***** Extracted text *****

Common Sense Journalism

Spring-cleaning suggestions for AP

By Doug Fisher

It's spring-cleaning time at the Associated Press as the venerable wire service prepares its yearly update of the stylebook that serves as a standard for much of journalism.

It's also time for the annual list of entries that editor Norm Goldstein and crew should consider changing or jettisoning. Handy tool that it is, the stylebook has become too big and complicated. In this Internet-paced world, some parts have run the risk being outdated. The 2006 suggestions:

Abbreviations in quotes:
It's time to write more like people speak. They don't say No.1; they say "number one." Allow it that way in a quote. And spell out all the months in quotes when used with exact dates. For instance, "He was born January 18th," not "He was born Jan. 18"; I can't think of the last time someone said "Jan." The AP used to spell out titles like Governor or Senator in quotations, but recently switched to all abbreviations. But if we spell out most things in quotes, leaving abbreviations to a minimum, our readers won't wonder why we write in tongues. (Note: The stylebook is confusing because while the spell-out rule was deleted from "abbreviations," it was not from the "governor" and "legislative titles" entries. Stylebook editor Norm Goldstein says it was an oversight.)

Another:
The AP makes a useful distinction between another (comparing like things or amounts) and additional. However, most of the rest of the world, including most AP member newspapers, stopped caring long ago. Time to let this one fade into the sunset.

***** Information given *****

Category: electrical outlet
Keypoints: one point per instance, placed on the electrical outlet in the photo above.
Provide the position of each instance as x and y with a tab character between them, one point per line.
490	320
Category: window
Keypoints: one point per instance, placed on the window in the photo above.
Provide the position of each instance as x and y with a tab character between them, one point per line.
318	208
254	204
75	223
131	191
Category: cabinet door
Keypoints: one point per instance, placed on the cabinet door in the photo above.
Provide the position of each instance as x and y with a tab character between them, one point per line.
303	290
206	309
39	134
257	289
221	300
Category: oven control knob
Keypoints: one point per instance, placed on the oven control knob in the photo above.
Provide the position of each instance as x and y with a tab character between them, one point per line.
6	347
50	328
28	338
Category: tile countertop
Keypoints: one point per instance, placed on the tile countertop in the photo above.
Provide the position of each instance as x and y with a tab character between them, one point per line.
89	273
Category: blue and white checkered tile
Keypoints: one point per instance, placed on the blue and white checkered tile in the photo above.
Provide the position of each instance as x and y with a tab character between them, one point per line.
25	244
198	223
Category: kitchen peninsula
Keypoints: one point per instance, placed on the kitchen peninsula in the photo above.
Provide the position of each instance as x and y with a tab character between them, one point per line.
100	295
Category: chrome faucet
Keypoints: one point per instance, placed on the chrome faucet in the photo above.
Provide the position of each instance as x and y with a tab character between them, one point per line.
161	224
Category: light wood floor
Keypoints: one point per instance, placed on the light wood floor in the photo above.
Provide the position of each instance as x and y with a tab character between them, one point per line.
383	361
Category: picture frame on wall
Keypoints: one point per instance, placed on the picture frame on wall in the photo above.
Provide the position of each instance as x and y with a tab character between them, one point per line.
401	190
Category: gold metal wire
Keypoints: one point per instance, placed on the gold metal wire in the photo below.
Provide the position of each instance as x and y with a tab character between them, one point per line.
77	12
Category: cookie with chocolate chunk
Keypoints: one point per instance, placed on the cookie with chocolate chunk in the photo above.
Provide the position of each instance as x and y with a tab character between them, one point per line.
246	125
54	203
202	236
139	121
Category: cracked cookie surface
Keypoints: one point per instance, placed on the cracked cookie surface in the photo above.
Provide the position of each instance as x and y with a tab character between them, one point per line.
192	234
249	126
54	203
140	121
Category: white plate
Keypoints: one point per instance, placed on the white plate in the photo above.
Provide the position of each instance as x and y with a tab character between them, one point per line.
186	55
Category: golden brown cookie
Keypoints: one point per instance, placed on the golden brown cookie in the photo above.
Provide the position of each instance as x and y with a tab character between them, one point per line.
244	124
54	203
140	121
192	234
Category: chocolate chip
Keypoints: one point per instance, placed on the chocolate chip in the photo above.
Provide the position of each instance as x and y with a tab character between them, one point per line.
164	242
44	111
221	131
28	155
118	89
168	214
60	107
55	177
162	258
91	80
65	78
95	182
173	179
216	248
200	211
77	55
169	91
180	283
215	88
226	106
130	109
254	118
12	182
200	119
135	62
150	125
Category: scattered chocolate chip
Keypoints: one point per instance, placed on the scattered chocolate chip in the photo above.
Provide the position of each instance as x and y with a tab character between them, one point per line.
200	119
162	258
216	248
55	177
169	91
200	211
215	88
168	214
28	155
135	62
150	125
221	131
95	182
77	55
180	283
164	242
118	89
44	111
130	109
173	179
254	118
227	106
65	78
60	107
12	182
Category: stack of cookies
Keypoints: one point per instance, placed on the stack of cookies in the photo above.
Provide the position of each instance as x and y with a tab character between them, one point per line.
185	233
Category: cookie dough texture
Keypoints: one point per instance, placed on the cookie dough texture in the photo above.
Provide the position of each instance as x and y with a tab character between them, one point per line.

*****

**Job:**
Could you retype the AP stylebook column above word for word, from its title through its final sentence?

**Result:**
Common Sense Journalism

Spring-cleaning suggestions for AP

By Doug Fisher

It's spring-cleaning time at the Associated Press as the venerable wire service prepares its yearly update of the stylebook that serves as a standard for much of journalism.

It's also time for the annual list of entries that editor Norm Goldstein and crew should consider changing or jettisoning. Handy tool that it is, the stylebook has become too big and complicated. In this Internet-paced world, some parts have run the risk being outdated. The 2006 suggestions:

Abbreviations in quotes:
It's time to write more like people speak. They don't say No.1; they say "number one." Allow it that way in a quote. And spell out all the months in quotes when used with exact dates. For instance, "He was born January 18th," not "He was born Jan. 18"; I can't think of the last time someone said "Jan." The AP used to spell out titles like Governor or Senator in quotations, but recently switched to all abbreviations. But if we spell out most things in quotes, leaving abbreviations to a minimum, our readers won't wonder why we write in tongues. (Note: The stylebook is confusing because while the spell-out rule was deleted from "abbreviations," it was not from the "governor" and "legislative titles" entries. Stylebook editor Norm Goldstein says it was an oversight.)

Another:
The AP makes a useful distinction between another (comparing like things or amounts) and additional. However, most of the rest of the world, including most AP member newspapers, stopped caring long ago. Time to let this one fade into the sunset.